----- DATA RECORDS -----

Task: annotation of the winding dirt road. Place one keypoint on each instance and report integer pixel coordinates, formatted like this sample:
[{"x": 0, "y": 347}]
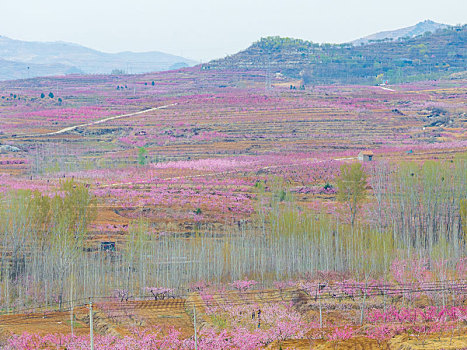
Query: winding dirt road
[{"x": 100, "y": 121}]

-----
----- DATA RECORDS -----

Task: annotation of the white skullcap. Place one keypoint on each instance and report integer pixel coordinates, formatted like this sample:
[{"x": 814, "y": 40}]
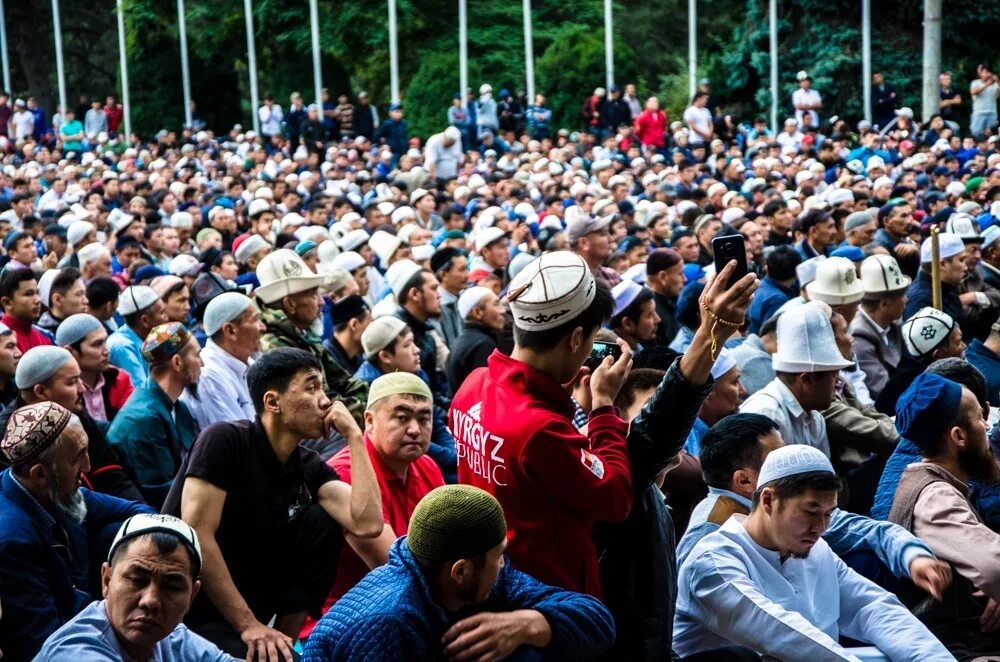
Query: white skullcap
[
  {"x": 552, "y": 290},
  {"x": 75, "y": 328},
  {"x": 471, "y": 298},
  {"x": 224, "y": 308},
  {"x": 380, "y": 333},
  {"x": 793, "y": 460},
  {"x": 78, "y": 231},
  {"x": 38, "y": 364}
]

-----

> WHAT TO PRODUCE
Look through the records above for the string "Place", then copy every line that has it.

> RESPONSE
Task: annotation of the winding dirt road. Place one keypoint on each instance and report integer pixel coordinates, formatted like this sample:
Task: annotation of the white skullcap. Place one keypoint on each instance and report integer pixel coordinates, formatted like this sample:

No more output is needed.